_GIVEN INSTRUCTION_. Rewrite the data below as a JSON list of strings, one string per line, and leave out any blank lines.

_EXERCISE DATA_.
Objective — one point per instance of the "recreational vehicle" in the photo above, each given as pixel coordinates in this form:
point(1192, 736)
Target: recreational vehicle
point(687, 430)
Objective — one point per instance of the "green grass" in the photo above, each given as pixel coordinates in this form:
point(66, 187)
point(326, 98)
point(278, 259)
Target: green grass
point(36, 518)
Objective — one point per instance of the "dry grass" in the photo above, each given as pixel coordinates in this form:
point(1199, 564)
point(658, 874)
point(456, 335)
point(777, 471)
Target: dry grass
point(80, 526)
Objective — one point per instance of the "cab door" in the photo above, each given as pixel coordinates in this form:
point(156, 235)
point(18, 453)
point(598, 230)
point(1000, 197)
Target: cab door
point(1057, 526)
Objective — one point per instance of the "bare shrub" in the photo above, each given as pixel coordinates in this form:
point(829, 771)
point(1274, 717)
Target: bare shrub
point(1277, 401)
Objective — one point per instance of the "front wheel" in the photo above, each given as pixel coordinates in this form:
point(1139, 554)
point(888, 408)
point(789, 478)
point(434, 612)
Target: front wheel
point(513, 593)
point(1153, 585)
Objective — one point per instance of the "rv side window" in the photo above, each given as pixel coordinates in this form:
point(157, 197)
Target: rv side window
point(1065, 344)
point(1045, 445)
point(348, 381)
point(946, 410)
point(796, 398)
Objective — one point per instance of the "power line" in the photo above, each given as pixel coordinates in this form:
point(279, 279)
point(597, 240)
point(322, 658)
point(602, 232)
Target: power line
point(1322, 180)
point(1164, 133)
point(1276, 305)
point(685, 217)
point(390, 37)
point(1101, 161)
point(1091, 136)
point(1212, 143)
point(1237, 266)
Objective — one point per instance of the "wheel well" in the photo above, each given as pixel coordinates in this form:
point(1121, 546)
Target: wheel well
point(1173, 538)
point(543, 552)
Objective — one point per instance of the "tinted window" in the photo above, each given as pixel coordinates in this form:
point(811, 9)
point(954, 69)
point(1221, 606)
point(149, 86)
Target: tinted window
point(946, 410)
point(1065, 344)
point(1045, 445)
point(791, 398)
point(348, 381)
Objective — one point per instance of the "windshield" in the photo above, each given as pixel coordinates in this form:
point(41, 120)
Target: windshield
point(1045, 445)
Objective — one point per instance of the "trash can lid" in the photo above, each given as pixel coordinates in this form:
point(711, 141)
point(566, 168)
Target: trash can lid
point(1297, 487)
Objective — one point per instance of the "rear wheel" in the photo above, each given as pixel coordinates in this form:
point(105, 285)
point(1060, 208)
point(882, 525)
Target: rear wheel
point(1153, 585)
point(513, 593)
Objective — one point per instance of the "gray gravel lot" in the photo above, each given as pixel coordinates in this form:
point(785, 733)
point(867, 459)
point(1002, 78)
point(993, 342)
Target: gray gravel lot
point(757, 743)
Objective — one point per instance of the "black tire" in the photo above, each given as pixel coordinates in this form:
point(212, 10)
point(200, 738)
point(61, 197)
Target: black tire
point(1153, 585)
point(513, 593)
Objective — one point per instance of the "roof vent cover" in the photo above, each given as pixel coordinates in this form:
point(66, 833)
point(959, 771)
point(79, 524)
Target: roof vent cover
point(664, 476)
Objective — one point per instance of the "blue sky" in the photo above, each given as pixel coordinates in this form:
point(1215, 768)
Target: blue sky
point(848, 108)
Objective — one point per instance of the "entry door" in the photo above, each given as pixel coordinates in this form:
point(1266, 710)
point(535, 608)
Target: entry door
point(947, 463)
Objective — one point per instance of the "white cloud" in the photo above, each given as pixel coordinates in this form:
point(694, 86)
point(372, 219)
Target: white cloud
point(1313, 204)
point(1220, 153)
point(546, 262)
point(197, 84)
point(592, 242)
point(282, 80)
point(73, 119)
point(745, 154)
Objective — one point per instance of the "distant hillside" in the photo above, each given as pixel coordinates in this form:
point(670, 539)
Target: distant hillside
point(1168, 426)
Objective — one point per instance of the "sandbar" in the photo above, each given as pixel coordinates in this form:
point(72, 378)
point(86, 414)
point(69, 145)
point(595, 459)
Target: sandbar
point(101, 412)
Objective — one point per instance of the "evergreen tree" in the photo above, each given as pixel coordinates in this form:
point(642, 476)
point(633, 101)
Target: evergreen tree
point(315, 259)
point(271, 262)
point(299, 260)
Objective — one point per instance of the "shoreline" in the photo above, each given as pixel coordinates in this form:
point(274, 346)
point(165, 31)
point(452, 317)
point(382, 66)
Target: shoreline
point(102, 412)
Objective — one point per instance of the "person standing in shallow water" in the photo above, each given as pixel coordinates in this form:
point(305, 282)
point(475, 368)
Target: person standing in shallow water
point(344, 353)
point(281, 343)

_RESULT FOR THIS EXERCISE_.
[
  "Objective — one point per instance of the \"recreational vehicle\" in the photo above, each given as pixel coordinates in this form:",
  "point(1192, 736)",
  "Target: recreational vehicle",
  "point(687, 430)",
  "Objective — one point per instance of the \"green grass\" in the photo above, each given as pixel coordinates in this form:",
  "point(66, 187)",
  "point(326, 98)",
  "point(278, 259)",
  "Target: green grass",
  "point(36, 518)",
  "Objective — one point per instance of the \"dry grass\" in the photo above, each given as pixel coordinates in this form:",
  "point(1199, 564)",
  "point(658, 874)",
  "point(456, 335)",
  "point(777, 471)",
  "Target: dry grass",
  "point(80, 526)",
  "Objective — one point per instance of the \"cab door\" in the photo above, each given as pixel coordinates in this form:",
  "point(156, 235)",
  "point(18, 453)",
  "point(598, 230)",
  "point(1000, 197)",
  "Target: cab door",
  "point(1057, 526)",
  "Objective — one point per instance of the \"bare shrub\" in the photo above, each given as pixel coordinates in this form:",
  "point(829, 771)",
  "point(1274, 717)",
  "Target: bare shrub",
  "point(1277, 401)",
  "Objective — one point per instance of the \"front wheel\" in the photo above, each given as pixel coordinates in this form:",
  "point(1139, 554)",
  "point(888, 408)",
  "point(789, 478)",
  "point(434, 612)",
  "Target: front wheel",
  "point(513, 593)",
  "point(1153, 585)",
  "Objective — one point per instance of the \"rv side window\" in the photo above, each given as pixel coordinates in this form:",
  "point(157, 197)",
  "Target: rv side window",
  "point(1065, 344)",
  "point(1045, 445)",
  "point(348, 381)",
  "point(946, 410)",
  "point(796, 398)",
  "Objective — one point per instance of the \"power line\" in the photo above, each given as pixel coordinates in this form:",
  "point(279, 279)",
  "point(597, 240)",
  "point(322, 658)",
  "point(602, 232)",
  "Target: power line",
  "point(1322, 180)",
  "point(1164, 133)",
  "point(1276, 305)",
  "point(685, 217)",
  "point(390, 37)",
  "point(1101, 161)",
  "point(1091, 136)",
  "point(1212, 143)",
  "point(1237, 266)",
  "Objective — one point per instance of the \"wheel well\" in the photo above, each given as pixel coordinates in this form:",
  "point(1121, 546)",
  "Target: wheel well",
  "point(1173, 538)",
  "point(543, 552)",
  "Objective — one point per instance of the \"tinted window\" in the photo above, each given as pixel coordinates in this form:",
  "point(811, 9)",
  "point(954, 69)",
  "point(1221, 606)",
  "point(149, 86)",
  "Target: tinted window",
  "point(946, 410)",
  "point(1065, 344)",
  "point(1045, 445)",
  "point(791, 398)",
  "point(348, 381)",
  "Objective — one point per instance of the \"windshield\" in the photo above, each given as pixel coordinates in this form:",
  "point(41, 120)",
  "Target: windshield",
  "point(1045, 445)",
  "Objective — one point per instance of the \"trash can lid\" in the photo above, each given as pixel coordinates in this form:",
  "point(711, 141)",
  "point(566, 168)",
  "Target: trash can lid",
  "point(1297, 487)",
  "Objective — one point per instance of the \"rear wheel\" in the photo above, each given as pixel coordinates in this form:",
  "point(105, 285)",
  "point(1060, 208)",
  "point(882, 525)",
  "Target: rear wheel",
  "point(1153, 585)",
  "point(513, 593)",
  "Objective — one point per instance of the \"gray gravel lot\" in the photo above, each given as pixel coordinates in this form:",
  "point(785, 733)",
  "point(867, 459)",
  "point(1002, 78)",
  "point(993, 342)",
  "Target: gray gravel lot",
  "point(757, 743)",
  "Objective — one point per instance of the \"black tire\" in the photo above, each given as pixel coordinates in this form:",
  "point(212, 10)",
  "point(200, 738)",
  "point(61, 197)",
  "Target: black tire",
  "point(1153, 585)",
  "point(513, 593)",
  "Objective — one point per instance of the \"roof vent cover\" in the photo above, each given as pixel coordinates in this form:",
  "point(66, 833)",
  "point(959, 771)",
  "point(79, 524)",
  "Target: roof vent cover",
  "point(664, 476)",
  "Objective — one point per instance of the \"blue sky\" in the photo above, each given as pixel coordinates in this form:",
  "point(1215, 768)",
  "Target: blue sky",
  "point(848, 108)",
  "Objective — one point per instance of the \"entry door\" in the photo above, each given as pixel coordinates in this form:",
  "point(1266, 710)",
  "point(535, 608)",
  "Target: entry door",
  "point(947, 463)",
  "Objective — one point per instance of the \"white cloud\" in the photo above, each given as pixel coordinates in this form:",
  "point(694, 86)",
  "point(372, 219)",
  "Target: white cloud",
  "point(1313, 204)",
  "point(1220, 153)",
  "point(546, 262)",
  "point(197, 84)",
  "point(592, 242)",
  "point(282, 80)",
  "point(73, 119)",
  "point(745, 154)",
  "Objective — one point per instance of the \"distant hillside\" in the photo above, each given as pixel coordinates in this form:",
  "point(670, 539)",
  "Target: distant hillside",
  "point(1168, 426)",
  "Objective — one point per instance of the \"sandbar\" in the photo above, each given as pixel coordinates in this form:",
  "point(72, 378)",
  "point(86, 414)",
  "point(69, 145)",
  "point(595, 459)",
  "Target: sandbar",
  "point(101, 412)",
  "Objective — one point per instance of the \"evergreen tree\" in the photo above, each given as pixel coordinates in this form:",
  "point(642, 476)",
  "point(633, 101)",
  "Target: evergreen tree",
  "point(315, 259)",
  "point(271, 262)",
  "point(299, 260)",
  "Objective — one point per instance of the \"shoreline\" in the photo above, each given as pixel coordinates in this form:",
  "point(274, 346)",
  "point(165, 31)",
  "point(452, 317)",
  "point(382, 66)",
  "Target: shoreline",
  "point(102, 412)",
  "Objective — one point per instance of the \"person standing in shallow water\" in the photo above, each given as pixel coordinates in this form:",
  "point(305, 282)",
  "point(475, 368)",
  "Target: person standing in shallow water",
  "point(344, 353)",
  "point(281, 343)"
]